Teks Halaman
============================================================

Otto Hasibuan: ASN Harus Netral, Profesional, dan Berintegritas
- account_circle mamang
- calendar_month
- visibility 66

Wamenko Otto Hasibuan tegaskan ASN harus profesional, netral, dan berintegritas, hindari polarisasi, serta jaga layanan publik yang adil. (Dok: Humas Lapas Banjarmasin)
PAStime News, Banjarmasin – Wakil Menteri Koordinator Bidang Hukum, HAM, Imigrasi, dan Pemasyarakatan Otto Hasibuan menegaskan ASN harus tetap profesional, netral, dan berintegritas pasca dinamika unjuk rasa nasional akhir Agustus lalu. Dalam apel, Otto ingatkan ASN hindari polarisasi dan jadi perekat bangsa serta penjaga layanan publik yang adil.
Apel bersama Kementerian Hukum, Kementerian HAM, Kementerian Imigrasi dan Pemasyarakatan yang di gelar di Jakarta pada Senin (15/09) tersebut juga di ikuti secara virtual oleh Kalapas Banjarmasin Akhmad Herriansyah beserta jajaran , sebagai bentuk komitmen meneguhkan profesionalitas, netralitas, dan integritas ASN di lingkungan pemasyarakatan.
Otto Hasibuan menegaskan netralitas ASN sebagai fondasi menjaga kredibilitas, memperkuat persatuan, dan menjamin pelayanan publik yang adil.

============================================================

Data Masukan

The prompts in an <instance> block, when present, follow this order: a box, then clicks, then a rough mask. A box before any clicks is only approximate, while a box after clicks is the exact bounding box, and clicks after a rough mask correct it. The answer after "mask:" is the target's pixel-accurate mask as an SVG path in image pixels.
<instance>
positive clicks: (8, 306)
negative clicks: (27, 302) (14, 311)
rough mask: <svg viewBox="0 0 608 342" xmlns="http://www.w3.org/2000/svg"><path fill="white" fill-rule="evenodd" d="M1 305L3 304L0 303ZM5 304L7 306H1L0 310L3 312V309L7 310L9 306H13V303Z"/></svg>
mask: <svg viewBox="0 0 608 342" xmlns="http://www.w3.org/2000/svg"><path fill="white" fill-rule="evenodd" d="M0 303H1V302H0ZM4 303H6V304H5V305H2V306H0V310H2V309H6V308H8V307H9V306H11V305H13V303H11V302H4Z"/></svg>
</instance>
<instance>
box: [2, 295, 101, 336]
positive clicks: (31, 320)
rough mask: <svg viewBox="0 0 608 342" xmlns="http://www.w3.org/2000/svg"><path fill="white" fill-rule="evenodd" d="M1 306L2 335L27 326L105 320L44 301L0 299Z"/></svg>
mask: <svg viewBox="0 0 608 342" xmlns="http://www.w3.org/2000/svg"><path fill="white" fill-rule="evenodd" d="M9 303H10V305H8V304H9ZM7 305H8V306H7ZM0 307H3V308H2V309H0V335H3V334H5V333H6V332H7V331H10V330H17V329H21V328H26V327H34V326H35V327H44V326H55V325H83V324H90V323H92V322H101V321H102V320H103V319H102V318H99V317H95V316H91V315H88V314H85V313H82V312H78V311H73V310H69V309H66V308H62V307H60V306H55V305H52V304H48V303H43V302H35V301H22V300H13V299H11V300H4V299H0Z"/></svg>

============================================================

Bagian Latihan
1. Tuliskan kembali kata demi kata bagian berita tentang netralitas ASN, mulai dari "Apel bersama Kementerian" sampai dengan "di lingkungan pemasyarakatan.".
2. Tentukan apakah tiap pernyataan berikut sesuai dengan berita tentang netralitas ASN, lalu jawab ya atau tidak disertai kutipan persis kata-kata penentunya. (a) Apel bersama itu digelar di Jakarta pada Senin (15/09). (b) Kalapas Banjarmasin Akhmad Herriansyah hadir langsung di lokasi apel. (c) Dalam apel, Otto mengingatkan ASN untuk menghindari polarisasi.

Jawaban Tiap Tugas
1.
Apel bersama Kementerian Hukum, Kementerian HAM, Kementerian Imigrasi dan Pemasyarakatan yang di gelar di Jakarta pada Senin (15/09) tersebut juga di ikuti secara virtual oleh Kalapas Banjarmasin Akhmad Herriansyah beserta jajaran , sebagai bentuk komitmen meneguhkan profesionalitas, netralitas, dan integritas ASN di lingkungan pemasyarakatan.

2.
(a) Ya: "yang di gelar di Jakarta pada Senin (15/09)".
(b) Tidak: "juga di ikuti secara virtual oleh Kalapas Banjarmasin Akhmad Herriansyah".
(c) Ya: "Otto ingatkan ASN hindari polarisasi".